> PROVIDED MATERIAL
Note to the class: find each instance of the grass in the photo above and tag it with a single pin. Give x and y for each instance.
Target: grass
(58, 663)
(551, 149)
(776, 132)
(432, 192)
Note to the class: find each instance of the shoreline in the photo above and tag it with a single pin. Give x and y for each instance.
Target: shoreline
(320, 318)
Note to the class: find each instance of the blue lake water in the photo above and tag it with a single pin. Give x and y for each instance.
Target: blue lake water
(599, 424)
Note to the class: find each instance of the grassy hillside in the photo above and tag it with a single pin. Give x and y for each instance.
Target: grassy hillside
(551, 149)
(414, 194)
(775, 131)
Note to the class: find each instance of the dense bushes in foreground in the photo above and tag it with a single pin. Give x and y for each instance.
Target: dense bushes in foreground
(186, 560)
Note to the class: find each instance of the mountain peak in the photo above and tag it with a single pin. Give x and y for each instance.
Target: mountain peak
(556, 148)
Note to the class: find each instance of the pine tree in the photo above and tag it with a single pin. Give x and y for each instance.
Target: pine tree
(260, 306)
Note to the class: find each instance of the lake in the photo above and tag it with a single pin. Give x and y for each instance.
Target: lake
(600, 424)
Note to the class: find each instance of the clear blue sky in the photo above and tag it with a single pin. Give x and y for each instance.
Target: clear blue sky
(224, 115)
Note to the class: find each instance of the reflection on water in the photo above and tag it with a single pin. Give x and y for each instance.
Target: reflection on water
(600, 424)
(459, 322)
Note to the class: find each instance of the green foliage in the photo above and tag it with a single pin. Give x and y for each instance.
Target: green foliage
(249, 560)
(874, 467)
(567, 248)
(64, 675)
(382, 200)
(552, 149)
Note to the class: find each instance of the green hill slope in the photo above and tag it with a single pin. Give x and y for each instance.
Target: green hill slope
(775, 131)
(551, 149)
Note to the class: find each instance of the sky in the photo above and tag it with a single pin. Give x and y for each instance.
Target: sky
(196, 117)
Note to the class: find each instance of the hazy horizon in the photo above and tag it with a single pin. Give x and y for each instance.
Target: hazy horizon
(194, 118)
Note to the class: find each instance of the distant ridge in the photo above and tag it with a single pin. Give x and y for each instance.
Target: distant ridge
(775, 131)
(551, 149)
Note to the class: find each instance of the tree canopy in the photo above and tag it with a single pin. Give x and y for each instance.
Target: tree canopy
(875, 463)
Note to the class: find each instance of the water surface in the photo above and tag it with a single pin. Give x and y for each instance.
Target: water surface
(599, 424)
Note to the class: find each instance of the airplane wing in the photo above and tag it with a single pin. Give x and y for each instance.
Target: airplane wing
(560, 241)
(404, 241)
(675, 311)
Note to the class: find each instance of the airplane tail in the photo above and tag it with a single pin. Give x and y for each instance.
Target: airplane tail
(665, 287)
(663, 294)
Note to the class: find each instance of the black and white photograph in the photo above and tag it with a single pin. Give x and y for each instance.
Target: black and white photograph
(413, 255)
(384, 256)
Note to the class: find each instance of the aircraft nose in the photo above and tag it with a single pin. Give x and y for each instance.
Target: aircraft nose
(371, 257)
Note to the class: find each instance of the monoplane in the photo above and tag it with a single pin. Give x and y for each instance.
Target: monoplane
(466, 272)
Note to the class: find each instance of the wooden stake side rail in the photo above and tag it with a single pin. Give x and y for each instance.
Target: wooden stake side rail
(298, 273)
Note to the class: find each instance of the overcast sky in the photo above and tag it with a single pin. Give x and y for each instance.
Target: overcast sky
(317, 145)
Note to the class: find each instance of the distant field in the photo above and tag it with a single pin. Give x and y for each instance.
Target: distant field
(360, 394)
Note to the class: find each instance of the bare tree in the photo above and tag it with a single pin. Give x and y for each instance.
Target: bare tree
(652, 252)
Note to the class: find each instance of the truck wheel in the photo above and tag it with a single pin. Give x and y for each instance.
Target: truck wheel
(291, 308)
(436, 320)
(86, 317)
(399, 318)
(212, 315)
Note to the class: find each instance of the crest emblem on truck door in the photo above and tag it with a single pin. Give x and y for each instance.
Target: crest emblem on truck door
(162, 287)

> THE PROBLEM
Return the lines above exactly, keeping every word.

> RESULT OF THE TASK
Note to the class: find each instance of the grass in the photo above and tag it with a single pin. Give x and y for each instance.
Target: grass
(58, 663)
(551, 149)
(776, 132)
(432, 192)
Note to the class: find each instance of the shoreline in the photo above and tag it with a single pin. Give x and y for each instance.
Target: shoreline
(320, 318)
Note to the class: find each instance of the blue lake water in the photo above and tag it with a single pin. Give x and y for each instance.
Target: blue lake water
(599, 424)
Note to the class: find each instance of the grassy hillside in the photo above and tag it with a single pin. Give x and y for each instance.
Target: grassy hillside
(551, 149)
(414, 194)
(775, 131)
Note to the class: find each instance of the dense bushes in foreground in the photo above and tag it with a single pin. Give x and y for each instance.
Target: dense bushes in foreground
(186, 560)
Note to the class: find each instance of the mountain peak in the photo above and tag it with a single pin. Give x and y for each instance.
Target: mountain peak
(556, 148)
Note to the class: find each instance of the pine tree in the photo above and tag it with a single pin. Give x and y for each instance.
Target: pine tree
(260, 306)
Note to the class: find each instance of the lake in the photo above and tag it with a single pin. Give x and y for each instance.
Target: lake
(600, 424)
Note to the class: find each instance of the clear blue sky in the photo above and tag it with a single pin. Give x and y for each instance.
Target: clear blue sky
(224, 115)
Note to the class: find each instance of the reflection on water in the photo above and tag it with a single pin. Give x and y for each instance.
Target: reflection on water
(600, 424)
(459, 322)
Note to the class: find each instance of the green foliage in the photo above and tag it with a single pin. Give x and y for each instance.
Target: green foliage
(249, 560)
(874, 467)
(567, 248)
(64, 675)
(382, 200)
(552, 149)
Note to the class: find each instance of the green hill slope in the photo above and tag it with a single pin. Give x and y for each instance.
Target: green hill slope
(775, 131)
(551, 149)
Note to the class: find each instance of the sky in the photo above and tag it with a single pin. Give x and y for each instance.
Target: sky
(196, 117)
Note to the class: find each instance of the hazy horizon in the photo above and tag it with a single pin. Give x and y for each instance.
Target: hazy horizon
(194, 118)
Note to the class: find each instance of the distant ridge in the photo above and tag it with a single pin. Give x and y for each instance.
Target: distant ridge
(775, 131)
(551, 149)
Note to the class: find each instance of the tree canopy in the photo above and tag it with a single pin. Give x and y for each instance.
Target: tree canopy
(875, 463)
Note to the class: find each instance of the water surface in the photo above and tag it with a single pin. Give x and y for each instance.
Target: water surface
(599, 424)
Note to the class: find each instance of the airplane wing in the photo above and tag it with a single pin. Give x and y for each instance.
Target: airplane wing
(560, 241)
(404, 241)
(675, 311)
Note to the class: find each instance of the airplane tail in the photo above and tag it with a single pin. Give x and y for each instance.
Target: airplane tail
(665, 287)
(663, 294)
Note to the class: find each instance of the black and white photograph in the photo above and tag it with a single pin. Give x and y for each instance.
Target: black and white photograph
(413, 255)
(384, 256)
Note to the class: find each instance of the aircraft nose in the photo above and tag it with a single pin. Give x and y for each instance.
Target: aircraft nose
(371, 257)
Note to the class: find each instance of the monoplane in the photo above and tag it with a single pin. Give x and y for each instance.
Target: monoplane
(466, 272)
Note to the class: find each instance of the wooden stake side rail in the photo above and tag it with a single pin. Give x and y for each instance.
Target: wooden stake side rail
(298, 273)
Note to the class: find each instance of the overcast sky in the photo above and tag it with a single pin. Give x and y for each instance.
Target: overcast sky
(317, 145)
Note to the class: find each instance of the distant field in the photo above and tag it with a single pin. Give x and y for each instance.
Target: distant field
(360, 394)
Note to the class: find each instance of the bare tree in the photo above and tag it with a single pin. Give x and y for each instance.
Target: bare tree
(652, 252)
Note to the class: find each instance of the truck wheel in the photo above and tag it with a single pin. Give x and y for each instance.
Target: truck wheel
(291, 308)
(436, 320)
(86, 317)
(399, 318)
(212, 315)
Note to the class: find each instance of the crest emblem on truck door in the photo above and tag it with a single pin. Give x and y for each instance.
Target: crest emblem on truck door
(162, 287)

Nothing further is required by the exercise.